**Problem requirements:**
Here, the job is to give back every entry below unchanged, omitting pictures.

───── Study material

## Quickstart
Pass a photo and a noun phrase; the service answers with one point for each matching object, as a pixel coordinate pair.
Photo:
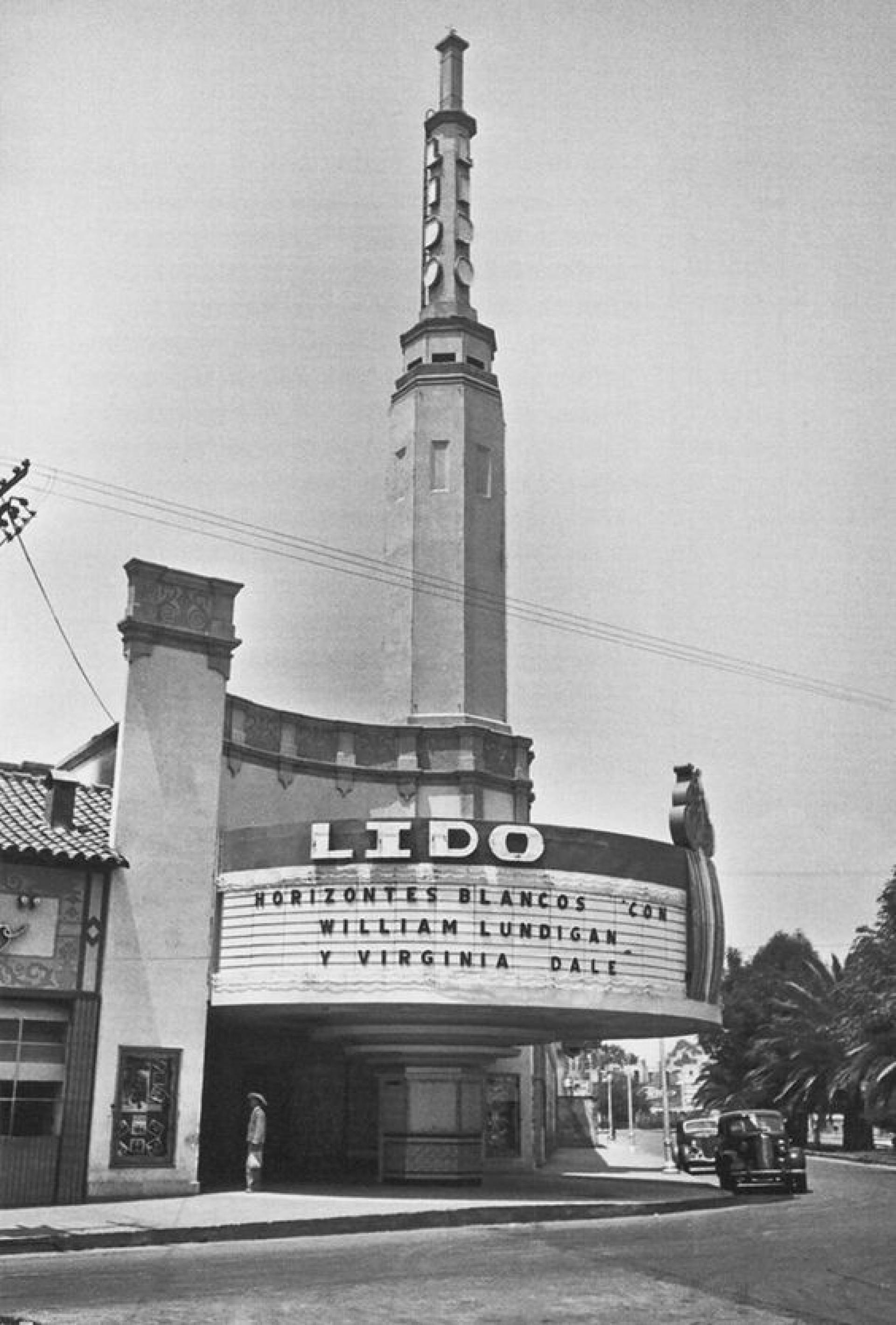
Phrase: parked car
(695, 1144)
(753, 1150)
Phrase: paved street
(824, 1258)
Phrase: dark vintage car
(695, 1144)
(753, 1150)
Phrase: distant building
(358, 920)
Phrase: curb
(60, 1239)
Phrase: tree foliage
(810, 1038)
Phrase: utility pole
(668, 1164)
(15, 512)
(629, 1071)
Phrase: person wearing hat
(255, 1140)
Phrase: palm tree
(798, 1060)
(868, 1016)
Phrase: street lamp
(668, 1164)
(629, 1071)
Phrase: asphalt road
(825, 1258)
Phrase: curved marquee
(482, 915)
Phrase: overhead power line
(166, 512)
(62, 630)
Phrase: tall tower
(446, 647)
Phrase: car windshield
(770, 1124)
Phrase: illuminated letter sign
(500, 843)
(387, 841)
(321, 848)
(442, 831)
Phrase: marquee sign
(402, 903)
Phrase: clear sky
(684, 242)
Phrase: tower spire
(446, 651)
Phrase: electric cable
(62, 629)
(276, 542)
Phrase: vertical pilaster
(178, 635)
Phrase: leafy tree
(742, 1070)
(868, 1018)
(801, 1055)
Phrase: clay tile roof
(26, 828)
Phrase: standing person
(255, 1140)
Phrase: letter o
(535, 848)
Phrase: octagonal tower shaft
(446, 651)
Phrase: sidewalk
(603, 1184)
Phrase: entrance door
(34, 1039)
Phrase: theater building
(360, 920)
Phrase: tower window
(483, 472)
(439, 467)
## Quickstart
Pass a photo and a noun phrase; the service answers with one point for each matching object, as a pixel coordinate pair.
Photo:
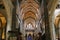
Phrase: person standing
(29, 37)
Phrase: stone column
(8, 6)
(51, 19)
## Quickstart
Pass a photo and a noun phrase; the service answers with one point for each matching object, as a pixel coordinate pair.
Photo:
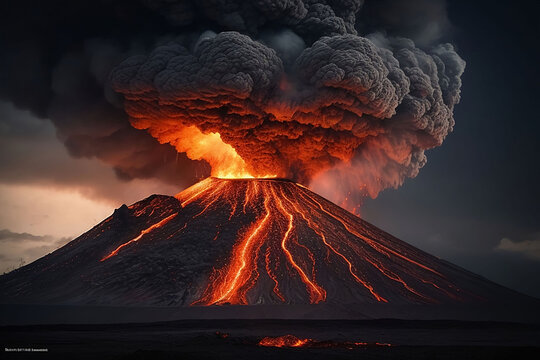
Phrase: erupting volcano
(241, 242)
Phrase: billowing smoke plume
(309, 100)
(306, 89)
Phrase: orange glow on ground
(291, 341)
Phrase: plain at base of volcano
(257, 248)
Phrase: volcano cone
(245, 242)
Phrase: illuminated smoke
(306, 89)
(310, 99)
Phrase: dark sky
(475, 203)
(482, 185)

──────────

**Written reply:**
## Quickstart
Pass a photo and a noun phrase; the service answers with one point for each matching object, as a pixel coordinate pair.
Photo:
Phrase: parked car
(695, 1144)
(753, 1150)
Phrase: paved street
(824, 1258)
Phrase: dark vintage car
(695, 1144)
(753, 1150)
Phrase: distant building
(358, 920)
Phrase: curb
(60, 1239)
Phrase: tree foliage
(810, 1038)
Phrase: utility pole
(668, 1164)
(15, 512)
(629, 1071)
Phrase: person wearing hat
(255, 1140)
Phrase: palm tree
(798, 1060)
(868, 1016)
Phrase: street lamp
(668, 1164)
(629, 1071)
Phrase: asphalt road
(825, 1258)
Phrase: curved marquee
(482, 915)
Phrase: overhead power line
(166, 512)
(62, 630)
Phrase: tall tower
(446, 647)
Phrase: car windshield
(770, 1124)
Phrase: illuminated letter sign
(500, 843)
(387, 841)
(321, 848)
(442, 831)
Phrase: marquee sign
(402, 903)
Phrase: clear sky
(684, 242)
Phrase: tower spire
(446, 651)
Phrase: electric cable
(62, 629)
(276, 542)
Phrase: vertical pilaster
(178, 635)
Phrase: leafy tree
(742, 1070)
(868, 1018)
(801, 1055)
Phrase: clay tile roof
(26, 828)
Phrase: standing person
(255, 1140)
Phrase: letter o
(535, 848)
Phrase: octagonal tower shaft
(446, 651)
Phrase: sidewalk
(603, 1184)
Phrase: entrance door
(34, 1039)
Phrase: theater building
(360, 920)
Phrase: tower window
(483, 472)
(439, 467)
## Quickstart
Pass a photo and a noun phrase; the service answers with one point for each matching object, as a pixel coordinate pair.
Photo:
Phrase: person standing
(29, 37)
Phrase: stone column
(8, 6)
(51, 19)
## Quickstart
Pass a photo and a noun phrase; the service answers with one point for each matching object, as a pixel coordinate pair.
Photo:
Phrase: erupting volcano
(241, 242)
Phrase: billowing smoke plume
(309, 100)
(306, 89)
Phrase: orange glow on ground
(291, 341)
Phrase: plain at base of volcano
(257, 248)
Phrase: volcano cone
(245, 242)
Phrase: illuminated smoke
(306, 89)
(310, 99)
Phrase: dark sky
(475, 203)
(482, 185)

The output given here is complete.